── Data section
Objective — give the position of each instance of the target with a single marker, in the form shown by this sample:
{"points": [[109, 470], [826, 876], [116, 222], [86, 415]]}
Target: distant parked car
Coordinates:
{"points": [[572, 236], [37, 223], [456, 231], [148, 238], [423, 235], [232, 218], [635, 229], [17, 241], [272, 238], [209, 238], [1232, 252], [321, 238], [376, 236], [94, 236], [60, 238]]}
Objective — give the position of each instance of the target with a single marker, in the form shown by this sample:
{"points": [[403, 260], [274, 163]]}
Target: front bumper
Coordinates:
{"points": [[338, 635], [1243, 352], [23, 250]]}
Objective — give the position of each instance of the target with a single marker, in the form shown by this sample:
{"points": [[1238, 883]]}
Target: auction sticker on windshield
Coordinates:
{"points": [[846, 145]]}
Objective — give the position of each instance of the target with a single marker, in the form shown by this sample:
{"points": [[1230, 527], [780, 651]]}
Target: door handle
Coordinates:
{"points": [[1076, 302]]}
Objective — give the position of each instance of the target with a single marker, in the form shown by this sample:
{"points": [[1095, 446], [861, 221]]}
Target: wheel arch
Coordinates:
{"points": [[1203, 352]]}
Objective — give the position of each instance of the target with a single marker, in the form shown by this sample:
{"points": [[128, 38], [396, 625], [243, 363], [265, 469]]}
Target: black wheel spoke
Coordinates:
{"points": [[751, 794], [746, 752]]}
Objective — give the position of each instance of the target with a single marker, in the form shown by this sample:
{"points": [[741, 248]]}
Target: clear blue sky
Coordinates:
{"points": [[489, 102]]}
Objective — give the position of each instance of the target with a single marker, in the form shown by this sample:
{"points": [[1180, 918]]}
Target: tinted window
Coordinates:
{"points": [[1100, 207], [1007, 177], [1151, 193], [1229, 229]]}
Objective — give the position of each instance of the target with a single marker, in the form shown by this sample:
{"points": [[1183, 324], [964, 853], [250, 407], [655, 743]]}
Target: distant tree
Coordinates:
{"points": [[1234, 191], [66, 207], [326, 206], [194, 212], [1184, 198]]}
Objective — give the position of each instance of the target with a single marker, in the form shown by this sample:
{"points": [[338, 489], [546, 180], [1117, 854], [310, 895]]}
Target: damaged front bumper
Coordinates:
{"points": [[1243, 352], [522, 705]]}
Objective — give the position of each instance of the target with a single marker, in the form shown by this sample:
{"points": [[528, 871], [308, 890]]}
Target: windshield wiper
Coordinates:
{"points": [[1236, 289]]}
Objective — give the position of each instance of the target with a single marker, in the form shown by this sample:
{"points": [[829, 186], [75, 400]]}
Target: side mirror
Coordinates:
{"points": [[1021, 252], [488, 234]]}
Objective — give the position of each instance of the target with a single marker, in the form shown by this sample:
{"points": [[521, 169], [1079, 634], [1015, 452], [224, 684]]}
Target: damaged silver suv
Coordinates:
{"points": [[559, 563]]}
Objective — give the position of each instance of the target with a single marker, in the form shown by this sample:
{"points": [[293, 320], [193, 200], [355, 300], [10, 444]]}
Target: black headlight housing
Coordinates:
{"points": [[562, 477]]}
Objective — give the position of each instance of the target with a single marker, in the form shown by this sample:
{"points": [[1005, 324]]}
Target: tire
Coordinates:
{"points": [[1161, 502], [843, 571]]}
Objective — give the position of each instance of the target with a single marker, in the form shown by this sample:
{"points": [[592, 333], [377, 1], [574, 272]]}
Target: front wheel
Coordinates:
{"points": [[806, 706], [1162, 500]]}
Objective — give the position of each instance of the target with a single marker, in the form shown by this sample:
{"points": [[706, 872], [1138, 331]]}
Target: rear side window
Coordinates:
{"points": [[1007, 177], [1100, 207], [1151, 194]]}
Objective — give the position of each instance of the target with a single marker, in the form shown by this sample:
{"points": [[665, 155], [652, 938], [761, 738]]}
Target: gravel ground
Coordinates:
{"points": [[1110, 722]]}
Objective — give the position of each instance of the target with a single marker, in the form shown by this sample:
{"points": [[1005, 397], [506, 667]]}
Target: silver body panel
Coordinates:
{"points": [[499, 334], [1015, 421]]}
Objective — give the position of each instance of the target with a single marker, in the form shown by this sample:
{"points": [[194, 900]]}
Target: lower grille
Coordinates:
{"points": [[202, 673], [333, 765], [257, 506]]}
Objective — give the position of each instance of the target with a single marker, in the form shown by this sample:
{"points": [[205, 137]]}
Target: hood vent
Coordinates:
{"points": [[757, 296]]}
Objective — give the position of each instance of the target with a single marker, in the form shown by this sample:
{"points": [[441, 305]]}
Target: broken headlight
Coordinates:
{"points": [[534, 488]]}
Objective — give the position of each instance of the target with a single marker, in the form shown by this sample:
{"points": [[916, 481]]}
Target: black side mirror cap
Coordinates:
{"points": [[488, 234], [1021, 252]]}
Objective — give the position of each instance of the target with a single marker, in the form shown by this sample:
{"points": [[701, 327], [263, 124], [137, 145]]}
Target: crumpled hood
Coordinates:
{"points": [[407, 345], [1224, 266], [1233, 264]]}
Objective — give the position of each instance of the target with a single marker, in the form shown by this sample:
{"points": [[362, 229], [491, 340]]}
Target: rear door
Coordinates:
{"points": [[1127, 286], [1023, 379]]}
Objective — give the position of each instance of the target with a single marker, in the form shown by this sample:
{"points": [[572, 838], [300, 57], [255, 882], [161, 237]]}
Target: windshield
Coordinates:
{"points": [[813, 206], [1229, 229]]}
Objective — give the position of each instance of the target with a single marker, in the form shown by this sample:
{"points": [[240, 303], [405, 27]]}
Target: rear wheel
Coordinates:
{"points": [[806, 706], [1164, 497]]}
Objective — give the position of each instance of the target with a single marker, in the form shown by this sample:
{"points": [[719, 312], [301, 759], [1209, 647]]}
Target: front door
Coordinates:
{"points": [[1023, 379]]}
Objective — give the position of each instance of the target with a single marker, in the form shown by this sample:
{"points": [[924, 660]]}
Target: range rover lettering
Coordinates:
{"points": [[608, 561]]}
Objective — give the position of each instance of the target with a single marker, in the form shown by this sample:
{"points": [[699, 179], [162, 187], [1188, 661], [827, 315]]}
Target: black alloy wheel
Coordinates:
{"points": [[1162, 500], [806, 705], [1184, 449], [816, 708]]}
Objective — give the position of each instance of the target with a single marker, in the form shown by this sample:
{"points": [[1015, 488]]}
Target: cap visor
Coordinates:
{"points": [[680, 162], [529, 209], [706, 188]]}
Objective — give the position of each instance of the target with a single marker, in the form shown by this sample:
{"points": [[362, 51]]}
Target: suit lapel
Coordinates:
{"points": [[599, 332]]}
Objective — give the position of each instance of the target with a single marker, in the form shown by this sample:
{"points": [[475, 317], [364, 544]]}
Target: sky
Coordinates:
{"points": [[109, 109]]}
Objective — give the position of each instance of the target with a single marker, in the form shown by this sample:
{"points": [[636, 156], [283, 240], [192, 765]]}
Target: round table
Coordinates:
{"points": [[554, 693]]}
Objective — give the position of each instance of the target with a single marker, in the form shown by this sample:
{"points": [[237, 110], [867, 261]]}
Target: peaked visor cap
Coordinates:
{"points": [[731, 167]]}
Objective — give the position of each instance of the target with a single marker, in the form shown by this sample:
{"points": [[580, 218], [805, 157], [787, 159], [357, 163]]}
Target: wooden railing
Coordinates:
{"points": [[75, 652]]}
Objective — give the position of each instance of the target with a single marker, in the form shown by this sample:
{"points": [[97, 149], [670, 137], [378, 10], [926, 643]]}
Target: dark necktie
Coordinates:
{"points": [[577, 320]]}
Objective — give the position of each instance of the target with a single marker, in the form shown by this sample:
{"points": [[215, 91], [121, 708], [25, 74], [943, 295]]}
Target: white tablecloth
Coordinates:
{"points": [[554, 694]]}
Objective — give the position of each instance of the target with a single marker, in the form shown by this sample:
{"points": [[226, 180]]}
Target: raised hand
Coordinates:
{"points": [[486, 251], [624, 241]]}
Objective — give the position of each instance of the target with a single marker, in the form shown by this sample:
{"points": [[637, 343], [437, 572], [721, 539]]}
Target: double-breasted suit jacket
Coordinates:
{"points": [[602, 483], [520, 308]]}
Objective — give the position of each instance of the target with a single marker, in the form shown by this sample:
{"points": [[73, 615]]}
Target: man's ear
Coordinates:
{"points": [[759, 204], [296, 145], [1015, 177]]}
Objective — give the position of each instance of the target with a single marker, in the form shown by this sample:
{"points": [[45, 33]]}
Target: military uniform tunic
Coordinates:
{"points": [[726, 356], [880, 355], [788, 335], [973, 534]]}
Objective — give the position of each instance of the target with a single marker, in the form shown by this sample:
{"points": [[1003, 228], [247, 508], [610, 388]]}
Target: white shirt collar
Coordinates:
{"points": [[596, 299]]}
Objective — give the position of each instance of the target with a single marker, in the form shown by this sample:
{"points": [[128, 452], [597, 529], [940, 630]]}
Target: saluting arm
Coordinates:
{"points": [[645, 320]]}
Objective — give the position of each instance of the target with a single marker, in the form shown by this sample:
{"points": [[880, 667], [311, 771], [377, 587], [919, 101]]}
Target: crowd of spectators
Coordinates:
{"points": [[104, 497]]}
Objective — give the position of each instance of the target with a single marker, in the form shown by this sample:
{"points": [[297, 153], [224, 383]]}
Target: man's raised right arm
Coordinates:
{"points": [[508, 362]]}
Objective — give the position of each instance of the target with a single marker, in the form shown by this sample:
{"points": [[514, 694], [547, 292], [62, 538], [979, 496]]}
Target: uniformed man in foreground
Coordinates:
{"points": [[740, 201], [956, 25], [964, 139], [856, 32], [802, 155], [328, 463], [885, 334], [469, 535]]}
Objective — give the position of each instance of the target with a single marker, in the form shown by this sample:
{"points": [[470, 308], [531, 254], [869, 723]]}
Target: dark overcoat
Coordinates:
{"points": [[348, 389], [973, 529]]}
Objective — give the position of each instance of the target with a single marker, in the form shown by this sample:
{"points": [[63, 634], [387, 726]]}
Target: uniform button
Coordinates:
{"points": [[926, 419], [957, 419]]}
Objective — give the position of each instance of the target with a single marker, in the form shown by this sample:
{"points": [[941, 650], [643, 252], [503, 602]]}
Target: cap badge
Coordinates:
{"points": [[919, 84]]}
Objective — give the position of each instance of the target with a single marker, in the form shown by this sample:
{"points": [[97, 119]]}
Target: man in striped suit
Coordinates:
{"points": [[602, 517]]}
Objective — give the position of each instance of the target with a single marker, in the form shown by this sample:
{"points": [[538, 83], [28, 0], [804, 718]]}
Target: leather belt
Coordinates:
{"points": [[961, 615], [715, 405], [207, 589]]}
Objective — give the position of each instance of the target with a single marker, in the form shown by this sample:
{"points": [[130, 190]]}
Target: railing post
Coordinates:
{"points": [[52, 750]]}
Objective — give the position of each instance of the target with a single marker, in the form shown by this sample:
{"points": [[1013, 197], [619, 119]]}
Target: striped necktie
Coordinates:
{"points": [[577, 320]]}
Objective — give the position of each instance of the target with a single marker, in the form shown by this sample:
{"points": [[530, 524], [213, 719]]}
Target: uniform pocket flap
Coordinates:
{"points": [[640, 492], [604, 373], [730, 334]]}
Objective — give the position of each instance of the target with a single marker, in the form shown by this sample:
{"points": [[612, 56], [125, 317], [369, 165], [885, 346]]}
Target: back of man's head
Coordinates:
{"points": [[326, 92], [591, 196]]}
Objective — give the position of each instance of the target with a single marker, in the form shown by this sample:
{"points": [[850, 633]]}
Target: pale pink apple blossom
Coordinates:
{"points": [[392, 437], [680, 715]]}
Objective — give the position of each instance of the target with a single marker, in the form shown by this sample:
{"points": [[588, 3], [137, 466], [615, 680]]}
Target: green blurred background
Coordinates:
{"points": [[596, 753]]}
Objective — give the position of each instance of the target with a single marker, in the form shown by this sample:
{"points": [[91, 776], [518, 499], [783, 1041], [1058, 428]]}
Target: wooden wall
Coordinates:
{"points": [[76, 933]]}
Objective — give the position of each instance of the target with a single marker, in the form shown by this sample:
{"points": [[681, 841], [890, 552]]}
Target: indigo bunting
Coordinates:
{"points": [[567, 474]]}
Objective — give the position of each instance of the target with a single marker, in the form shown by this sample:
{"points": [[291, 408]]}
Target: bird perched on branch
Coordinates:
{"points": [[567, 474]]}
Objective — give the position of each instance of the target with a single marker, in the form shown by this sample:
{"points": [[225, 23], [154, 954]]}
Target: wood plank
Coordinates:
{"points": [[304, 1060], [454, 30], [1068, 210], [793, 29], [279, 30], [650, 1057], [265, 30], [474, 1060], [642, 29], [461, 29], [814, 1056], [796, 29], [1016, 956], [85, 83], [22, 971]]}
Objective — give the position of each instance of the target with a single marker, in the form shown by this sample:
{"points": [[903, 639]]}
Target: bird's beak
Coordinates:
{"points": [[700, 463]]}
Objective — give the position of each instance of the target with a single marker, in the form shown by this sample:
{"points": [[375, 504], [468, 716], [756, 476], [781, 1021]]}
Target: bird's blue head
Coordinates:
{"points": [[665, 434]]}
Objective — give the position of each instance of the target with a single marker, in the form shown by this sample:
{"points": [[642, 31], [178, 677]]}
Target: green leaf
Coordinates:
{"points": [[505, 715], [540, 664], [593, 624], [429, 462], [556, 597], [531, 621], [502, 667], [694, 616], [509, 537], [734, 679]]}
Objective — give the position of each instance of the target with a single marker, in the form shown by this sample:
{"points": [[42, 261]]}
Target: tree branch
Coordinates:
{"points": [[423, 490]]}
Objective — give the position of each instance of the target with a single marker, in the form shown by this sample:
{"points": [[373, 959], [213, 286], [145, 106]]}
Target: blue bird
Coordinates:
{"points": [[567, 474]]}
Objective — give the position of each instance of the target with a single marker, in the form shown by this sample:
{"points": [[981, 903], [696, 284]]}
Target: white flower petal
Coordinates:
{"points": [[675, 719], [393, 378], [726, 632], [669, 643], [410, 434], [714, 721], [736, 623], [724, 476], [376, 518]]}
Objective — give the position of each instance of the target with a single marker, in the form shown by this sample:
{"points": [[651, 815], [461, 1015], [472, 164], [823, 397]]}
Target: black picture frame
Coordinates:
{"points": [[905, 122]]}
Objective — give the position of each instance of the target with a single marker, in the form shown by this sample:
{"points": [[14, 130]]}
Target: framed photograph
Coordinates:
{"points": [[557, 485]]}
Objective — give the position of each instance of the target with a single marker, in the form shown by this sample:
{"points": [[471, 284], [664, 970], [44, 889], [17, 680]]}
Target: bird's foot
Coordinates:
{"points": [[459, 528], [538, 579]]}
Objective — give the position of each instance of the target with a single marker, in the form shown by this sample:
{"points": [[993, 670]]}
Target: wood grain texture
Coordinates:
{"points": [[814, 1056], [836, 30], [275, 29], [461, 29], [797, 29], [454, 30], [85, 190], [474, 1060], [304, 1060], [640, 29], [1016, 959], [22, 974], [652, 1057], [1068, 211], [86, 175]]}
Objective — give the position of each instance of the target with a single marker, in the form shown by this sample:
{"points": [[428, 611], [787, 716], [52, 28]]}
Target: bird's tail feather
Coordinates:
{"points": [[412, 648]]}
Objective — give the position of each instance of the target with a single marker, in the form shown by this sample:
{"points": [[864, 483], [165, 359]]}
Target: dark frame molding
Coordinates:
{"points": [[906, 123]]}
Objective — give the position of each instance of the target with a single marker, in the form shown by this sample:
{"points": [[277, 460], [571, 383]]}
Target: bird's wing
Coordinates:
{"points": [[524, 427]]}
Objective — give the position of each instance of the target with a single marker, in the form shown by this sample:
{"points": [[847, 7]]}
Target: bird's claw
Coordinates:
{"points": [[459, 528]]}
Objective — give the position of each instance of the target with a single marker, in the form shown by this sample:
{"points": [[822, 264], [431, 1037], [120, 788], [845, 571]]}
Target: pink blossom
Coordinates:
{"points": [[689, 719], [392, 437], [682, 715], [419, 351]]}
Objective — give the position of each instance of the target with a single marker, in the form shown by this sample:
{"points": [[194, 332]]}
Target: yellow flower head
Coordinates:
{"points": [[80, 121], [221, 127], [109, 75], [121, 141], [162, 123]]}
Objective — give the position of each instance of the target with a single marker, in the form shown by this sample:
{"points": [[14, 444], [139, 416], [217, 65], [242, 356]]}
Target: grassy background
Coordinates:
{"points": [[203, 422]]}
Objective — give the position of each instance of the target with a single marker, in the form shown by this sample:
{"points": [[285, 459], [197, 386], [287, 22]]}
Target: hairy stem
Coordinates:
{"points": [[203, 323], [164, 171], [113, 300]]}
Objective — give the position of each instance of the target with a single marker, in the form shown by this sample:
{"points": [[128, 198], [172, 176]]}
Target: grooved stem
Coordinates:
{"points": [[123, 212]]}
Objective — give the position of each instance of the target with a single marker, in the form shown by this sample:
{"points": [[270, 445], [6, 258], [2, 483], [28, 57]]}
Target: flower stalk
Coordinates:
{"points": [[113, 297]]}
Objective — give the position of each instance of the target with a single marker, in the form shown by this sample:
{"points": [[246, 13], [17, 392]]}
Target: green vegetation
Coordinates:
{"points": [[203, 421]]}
────
What to do: Pull out each line of the material above that contains the string "dark". Uppercase and lowercase count as different.

Written reply:
Target: dark necktie
Target: dark overcoat
Target: dark frame molding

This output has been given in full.